[Stored data entries]

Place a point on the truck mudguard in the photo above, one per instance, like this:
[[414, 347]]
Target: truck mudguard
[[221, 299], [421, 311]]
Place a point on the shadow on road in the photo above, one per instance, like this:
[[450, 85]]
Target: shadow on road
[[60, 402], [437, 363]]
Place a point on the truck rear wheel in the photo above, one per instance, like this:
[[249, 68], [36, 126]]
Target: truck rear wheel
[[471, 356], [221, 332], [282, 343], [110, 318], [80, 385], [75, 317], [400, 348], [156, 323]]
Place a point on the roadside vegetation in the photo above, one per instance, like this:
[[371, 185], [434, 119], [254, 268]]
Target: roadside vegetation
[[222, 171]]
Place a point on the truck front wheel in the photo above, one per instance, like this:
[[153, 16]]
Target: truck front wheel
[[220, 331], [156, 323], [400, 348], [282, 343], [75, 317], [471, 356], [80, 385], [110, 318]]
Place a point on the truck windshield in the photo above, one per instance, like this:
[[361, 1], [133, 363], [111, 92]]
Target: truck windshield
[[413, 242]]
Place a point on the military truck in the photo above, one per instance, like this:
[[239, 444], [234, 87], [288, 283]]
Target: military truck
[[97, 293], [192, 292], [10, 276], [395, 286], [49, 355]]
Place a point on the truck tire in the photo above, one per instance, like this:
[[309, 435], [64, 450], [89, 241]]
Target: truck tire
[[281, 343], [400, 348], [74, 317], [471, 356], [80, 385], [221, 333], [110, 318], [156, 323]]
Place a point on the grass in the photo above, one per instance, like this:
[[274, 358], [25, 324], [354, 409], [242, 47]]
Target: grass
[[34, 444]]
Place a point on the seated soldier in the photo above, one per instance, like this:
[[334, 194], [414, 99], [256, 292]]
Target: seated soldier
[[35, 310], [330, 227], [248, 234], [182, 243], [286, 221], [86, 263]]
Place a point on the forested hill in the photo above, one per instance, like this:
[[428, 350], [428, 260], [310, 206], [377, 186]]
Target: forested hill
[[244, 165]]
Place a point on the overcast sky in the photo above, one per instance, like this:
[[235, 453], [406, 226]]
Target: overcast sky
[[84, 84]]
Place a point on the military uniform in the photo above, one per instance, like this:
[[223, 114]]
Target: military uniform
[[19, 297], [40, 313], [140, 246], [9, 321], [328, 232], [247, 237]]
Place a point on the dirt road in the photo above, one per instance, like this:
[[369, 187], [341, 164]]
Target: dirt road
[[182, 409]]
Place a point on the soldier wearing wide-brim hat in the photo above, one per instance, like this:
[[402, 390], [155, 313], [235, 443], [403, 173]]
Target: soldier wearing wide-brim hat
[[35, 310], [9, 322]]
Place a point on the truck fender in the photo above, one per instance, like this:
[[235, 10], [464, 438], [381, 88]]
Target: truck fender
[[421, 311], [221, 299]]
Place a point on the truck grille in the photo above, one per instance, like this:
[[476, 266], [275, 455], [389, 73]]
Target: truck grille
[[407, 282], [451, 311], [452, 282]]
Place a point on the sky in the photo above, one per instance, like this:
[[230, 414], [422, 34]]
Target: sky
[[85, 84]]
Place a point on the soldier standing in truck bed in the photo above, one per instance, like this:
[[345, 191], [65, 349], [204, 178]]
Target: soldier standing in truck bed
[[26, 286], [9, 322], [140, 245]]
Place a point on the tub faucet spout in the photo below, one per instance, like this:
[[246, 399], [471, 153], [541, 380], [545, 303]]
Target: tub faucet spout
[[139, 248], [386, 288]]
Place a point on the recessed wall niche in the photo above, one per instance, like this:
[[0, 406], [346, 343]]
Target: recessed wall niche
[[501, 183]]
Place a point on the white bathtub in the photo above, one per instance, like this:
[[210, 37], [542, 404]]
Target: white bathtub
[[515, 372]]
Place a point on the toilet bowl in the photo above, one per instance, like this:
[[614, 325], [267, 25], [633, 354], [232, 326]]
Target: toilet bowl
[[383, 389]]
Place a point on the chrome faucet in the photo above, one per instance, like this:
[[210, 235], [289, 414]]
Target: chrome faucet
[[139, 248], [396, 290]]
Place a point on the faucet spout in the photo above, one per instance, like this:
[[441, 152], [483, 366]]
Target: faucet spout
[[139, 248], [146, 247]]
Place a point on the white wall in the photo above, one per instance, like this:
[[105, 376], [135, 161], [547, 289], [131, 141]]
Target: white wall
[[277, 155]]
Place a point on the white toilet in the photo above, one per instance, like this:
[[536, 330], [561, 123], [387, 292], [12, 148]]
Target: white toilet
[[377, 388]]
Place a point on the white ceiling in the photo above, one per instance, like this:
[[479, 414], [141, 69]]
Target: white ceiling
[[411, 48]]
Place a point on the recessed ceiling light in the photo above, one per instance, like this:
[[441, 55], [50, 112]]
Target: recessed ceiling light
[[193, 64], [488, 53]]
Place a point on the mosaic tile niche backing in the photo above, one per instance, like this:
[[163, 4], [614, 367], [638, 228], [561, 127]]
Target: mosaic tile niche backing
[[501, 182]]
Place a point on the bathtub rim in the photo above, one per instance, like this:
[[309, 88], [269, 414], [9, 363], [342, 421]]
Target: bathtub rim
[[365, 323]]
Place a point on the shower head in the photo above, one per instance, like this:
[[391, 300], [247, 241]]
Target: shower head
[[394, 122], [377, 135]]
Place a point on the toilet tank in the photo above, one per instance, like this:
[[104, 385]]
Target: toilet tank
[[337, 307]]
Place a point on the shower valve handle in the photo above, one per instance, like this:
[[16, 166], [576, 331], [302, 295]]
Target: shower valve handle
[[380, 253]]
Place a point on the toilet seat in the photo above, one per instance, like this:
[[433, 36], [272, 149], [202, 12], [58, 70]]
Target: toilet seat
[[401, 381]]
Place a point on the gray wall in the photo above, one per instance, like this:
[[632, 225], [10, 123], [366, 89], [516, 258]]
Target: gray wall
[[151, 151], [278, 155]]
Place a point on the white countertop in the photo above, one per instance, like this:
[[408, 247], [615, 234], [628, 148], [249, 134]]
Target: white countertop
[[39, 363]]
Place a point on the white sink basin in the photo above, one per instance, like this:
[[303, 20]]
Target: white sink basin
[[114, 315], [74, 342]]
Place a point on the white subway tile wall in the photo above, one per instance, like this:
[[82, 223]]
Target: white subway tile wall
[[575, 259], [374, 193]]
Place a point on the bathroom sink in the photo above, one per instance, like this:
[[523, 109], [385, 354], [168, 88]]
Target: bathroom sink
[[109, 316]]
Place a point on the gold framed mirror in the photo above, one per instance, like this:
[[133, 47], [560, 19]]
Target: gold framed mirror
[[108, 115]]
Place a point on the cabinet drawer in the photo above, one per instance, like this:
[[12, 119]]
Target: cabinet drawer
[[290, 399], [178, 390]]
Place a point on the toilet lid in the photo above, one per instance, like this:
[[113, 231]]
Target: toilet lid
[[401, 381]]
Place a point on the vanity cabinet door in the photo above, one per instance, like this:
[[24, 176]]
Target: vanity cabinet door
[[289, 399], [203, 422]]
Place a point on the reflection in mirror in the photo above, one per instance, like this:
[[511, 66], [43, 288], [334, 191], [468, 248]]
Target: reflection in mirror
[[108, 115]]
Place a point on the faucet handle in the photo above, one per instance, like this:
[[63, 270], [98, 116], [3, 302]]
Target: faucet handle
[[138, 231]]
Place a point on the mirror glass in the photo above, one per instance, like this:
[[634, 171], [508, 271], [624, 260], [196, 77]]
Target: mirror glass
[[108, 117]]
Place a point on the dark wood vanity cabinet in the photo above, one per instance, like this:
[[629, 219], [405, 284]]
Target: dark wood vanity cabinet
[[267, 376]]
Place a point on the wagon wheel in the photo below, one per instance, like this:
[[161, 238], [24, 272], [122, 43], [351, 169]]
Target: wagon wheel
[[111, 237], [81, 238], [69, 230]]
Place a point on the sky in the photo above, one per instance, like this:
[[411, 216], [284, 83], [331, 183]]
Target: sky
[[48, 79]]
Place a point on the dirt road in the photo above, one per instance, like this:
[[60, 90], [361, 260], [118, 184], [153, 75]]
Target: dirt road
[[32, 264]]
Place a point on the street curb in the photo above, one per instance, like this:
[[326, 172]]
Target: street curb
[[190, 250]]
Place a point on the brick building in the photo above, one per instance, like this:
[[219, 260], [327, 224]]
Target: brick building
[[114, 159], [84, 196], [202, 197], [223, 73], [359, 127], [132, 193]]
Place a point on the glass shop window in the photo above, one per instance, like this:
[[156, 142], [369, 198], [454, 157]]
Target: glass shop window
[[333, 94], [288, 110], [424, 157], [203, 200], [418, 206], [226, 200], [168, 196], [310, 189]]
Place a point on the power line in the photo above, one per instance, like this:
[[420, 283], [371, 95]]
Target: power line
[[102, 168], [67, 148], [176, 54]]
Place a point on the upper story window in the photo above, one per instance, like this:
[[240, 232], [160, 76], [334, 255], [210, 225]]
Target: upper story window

YOUR ASSIGNMENT: Once you reach the line with "Place a point on the seated" in the data above, copy it and every line after it exactly, up to and including the line with "[[223, 114]]".

TASK OUTPUT:
Place a point on the seated soldier in the photo above, one per instance, like this:
[[334, 194], [414, 99], [256, 292]]
Target: seated soldier
[[35, 310], [330, 227], [248, 234], [182, 243], [286, 221], [86, 263]]
Place a point on the forested hill in the photo above, one per instance, like this:
[[428, 350], [428, 260], [310, 206], [377, 186]]
Target: forested hill
[[244, 165]]
Place a point on the overcast sky in the photo above, one per instance, like this:
[[235, 453], [406, 226]]
Target: overcast sky
[[84, 84]]
Place a point on the military uniform in the photo above, one per instance, like this:
[[223, 114]]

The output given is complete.